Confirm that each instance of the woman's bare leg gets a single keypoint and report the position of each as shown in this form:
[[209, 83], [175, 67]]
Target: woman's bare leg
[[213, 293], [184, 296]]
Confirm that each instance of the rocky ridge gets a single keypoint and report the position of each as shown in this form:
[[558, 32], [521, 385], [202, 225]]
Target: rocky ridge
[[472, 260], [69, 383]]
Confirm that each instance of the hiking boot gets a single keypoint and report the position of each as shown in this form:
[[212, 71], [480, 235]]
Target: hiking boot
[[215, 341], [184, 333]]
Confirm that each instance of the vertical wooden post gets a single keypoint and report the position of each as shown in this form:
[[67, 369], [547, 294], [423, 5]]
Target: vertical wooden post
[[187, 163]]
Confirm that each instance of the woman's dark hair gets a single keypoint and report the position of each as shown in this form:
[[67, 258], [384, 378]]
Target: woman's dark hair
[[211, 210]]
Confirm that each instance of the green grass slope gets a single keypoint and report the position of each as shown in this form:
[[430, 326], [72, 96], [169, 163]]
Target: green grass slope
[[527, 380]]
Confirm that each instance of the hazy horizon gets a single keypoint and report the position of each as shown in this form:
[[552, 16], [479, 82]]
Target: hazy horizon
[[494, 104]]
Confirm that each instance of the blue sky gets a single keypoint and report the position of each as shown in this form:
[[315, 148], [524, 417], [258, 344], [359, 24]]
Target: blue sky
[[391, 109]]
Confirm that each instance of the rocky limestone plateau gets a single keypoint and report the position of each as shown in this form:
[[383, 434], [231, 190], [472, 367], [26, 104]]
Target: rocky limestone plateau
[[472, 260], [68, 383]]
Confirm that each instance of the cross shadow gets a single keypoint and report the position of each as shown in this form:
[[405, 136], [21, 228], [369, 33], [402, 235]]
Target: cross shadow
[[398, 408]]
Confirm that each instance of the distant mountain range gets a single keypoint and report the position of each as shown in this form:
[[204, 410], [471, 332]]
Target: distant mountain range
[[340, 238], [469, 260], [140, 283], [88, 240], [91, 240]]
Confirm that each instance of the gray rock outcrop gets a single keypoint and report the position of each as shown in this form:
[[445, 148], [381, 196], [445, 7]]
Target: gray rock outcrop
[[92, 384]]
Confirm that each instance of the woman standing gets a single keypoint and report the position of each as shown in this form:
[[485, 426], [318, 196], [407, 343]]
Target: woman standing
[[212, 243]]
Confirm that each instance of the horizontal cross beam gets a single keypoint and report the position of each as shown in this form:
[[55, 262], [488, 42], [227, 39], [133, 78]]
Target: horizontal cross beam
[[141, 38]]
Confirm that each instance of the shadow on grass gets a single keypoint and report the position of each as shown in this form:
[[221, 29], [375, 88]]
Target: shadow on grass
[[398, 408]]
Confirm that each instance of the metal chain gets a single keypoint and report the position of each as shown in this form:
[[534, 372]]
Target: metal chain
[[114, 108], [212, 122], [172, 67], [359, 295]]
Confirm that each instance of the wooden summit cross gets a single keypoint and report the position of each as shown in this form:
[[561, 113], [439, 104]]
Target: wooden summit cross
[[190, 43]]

| EXERCISE PROMPT |
Beginning at the line with "Target: gray rock outcrop" and ending at the last line of the entries, print every line exactly.

| EXERCISE RESULT |
Target: gray rock outcrop
[[92, 384]]
Confirm that each instance of the woman standing gets a single keypoint and report the position of each as shown in this form:
[[485, 426], [318, 196], [407, 343]]
Target: woman standing
[[212, 243]]
Confirm that each instance of the horizontal cross beam gets a single keypoint and report the position of each as shown in this form:
[[55, 262], [488, 42], [227, 39], [133, 78]]
Target: horizontal cross beam
[[141, 38]]
Confirm that each instance of the shadow on grass gets a single keypoint and report the position of each as shown in this form:
[[221, 29], [375, 88]]
Target: shadow on grass
[[398, 408]]
Confirm that each instance of the metal chain gets a single keypoint and report the position of each as shown in this form:
[[534, 372]]
Target: metal chain
[[114, 108], [212, 122], [172, 67], [359, 295]]
Confirm that each instance of the wooden summit cross gets a single keypoint and report the position of each as shown in this form:
[[561, 113], [439, 104]]
Target: wooden summit cross
[[190, 43]]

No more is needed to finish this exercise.